DATA SUPPLIED:
-- Begin --

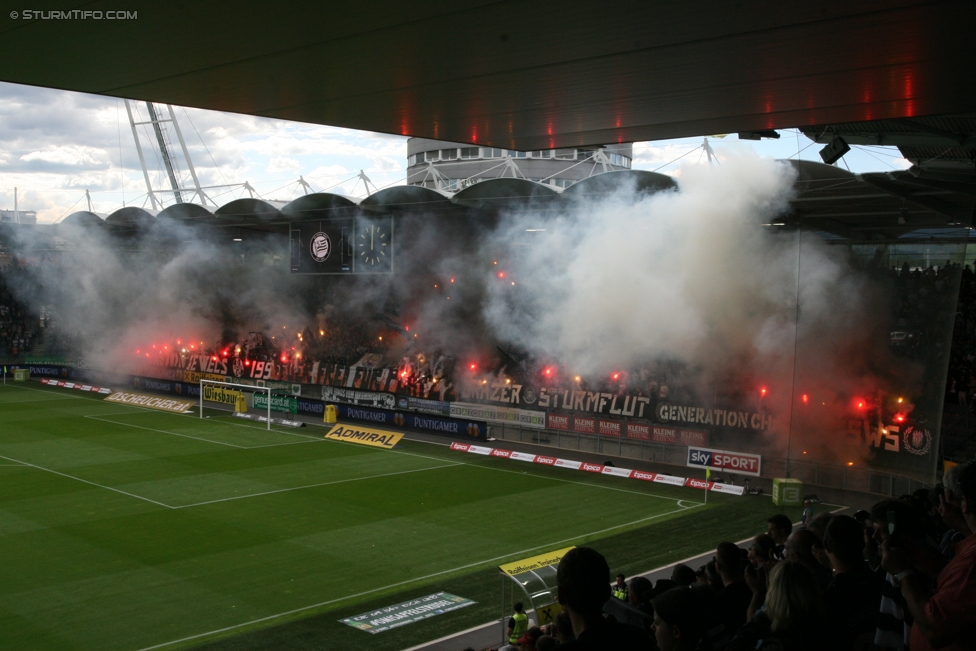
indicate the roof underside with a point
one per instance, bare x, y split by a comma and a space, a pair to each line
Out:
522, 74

-- End --
-- Begin --

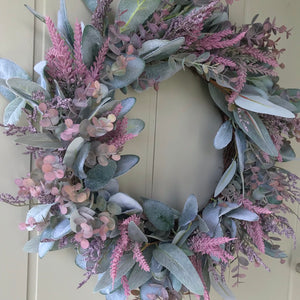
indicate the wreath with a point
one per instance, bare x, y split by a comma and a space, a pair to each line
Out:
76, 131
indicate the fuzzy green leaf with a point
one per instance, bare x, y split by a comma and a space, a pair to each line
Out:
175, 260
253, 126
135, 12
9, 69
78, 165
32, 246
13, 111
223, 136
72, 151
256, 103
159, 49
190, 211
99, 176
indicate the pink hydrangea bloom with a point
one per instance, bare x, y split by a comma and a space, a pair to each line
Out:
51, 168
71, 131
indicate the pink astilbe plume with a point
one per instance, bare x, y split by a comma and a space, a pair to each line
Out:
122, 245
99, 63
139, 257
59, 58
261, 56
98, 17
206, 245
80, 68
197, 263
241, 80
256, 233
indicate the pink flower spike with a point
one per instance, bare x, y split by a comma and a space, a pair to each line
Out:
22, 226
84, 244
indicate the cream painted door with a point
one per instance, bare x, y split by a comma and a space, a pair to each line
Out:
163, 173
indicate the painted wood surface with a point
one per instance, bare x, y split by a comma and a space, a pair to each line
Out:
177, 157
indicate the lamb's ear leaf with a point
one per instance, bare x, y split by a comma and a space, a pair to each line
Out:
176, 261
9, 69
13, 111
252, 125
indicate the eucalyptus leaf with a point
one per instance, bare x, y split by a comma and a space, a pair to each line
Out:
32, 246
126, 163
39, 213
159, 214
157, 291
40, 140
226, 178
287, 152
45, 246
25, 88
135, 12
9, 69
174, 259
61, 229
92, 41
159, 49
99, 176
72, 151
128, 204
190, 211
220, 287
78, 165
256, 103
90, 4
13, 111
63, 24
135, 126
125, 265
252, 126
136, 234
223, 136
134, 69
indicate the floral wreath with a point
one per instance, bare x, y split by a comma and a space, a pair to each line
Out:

-- End --
-- Begin --

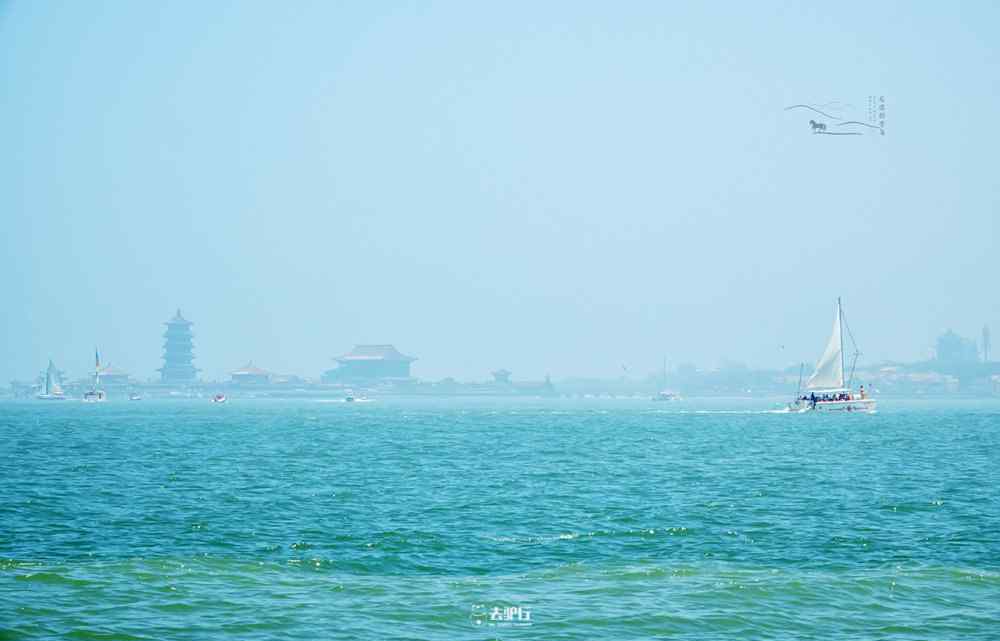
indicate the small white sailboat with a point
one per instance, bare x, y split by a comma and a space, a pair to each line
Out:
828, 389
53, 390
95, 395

-- End --

EXERCISE AIM: Find each line in the material above that contains the word "with", matching case, and copy those lines out.

WRITTEN ANSWER:
indicate the roof underside with a point
indicate the wreath with a point
indicate the fuzzy green leaf with a point
indicate the pink hydrangea bloom with a point
indicate the pink astilbe plume with a point
indicate the pink flower spike with a point
indicate the cream painted door with a point
indicate the painted wood surface with a point
indicate the lamb's ear leaf with a point
indicate the eucalyptus leaf with a point
indicate the floral wreath with a point
indicate the small white sailboat with a point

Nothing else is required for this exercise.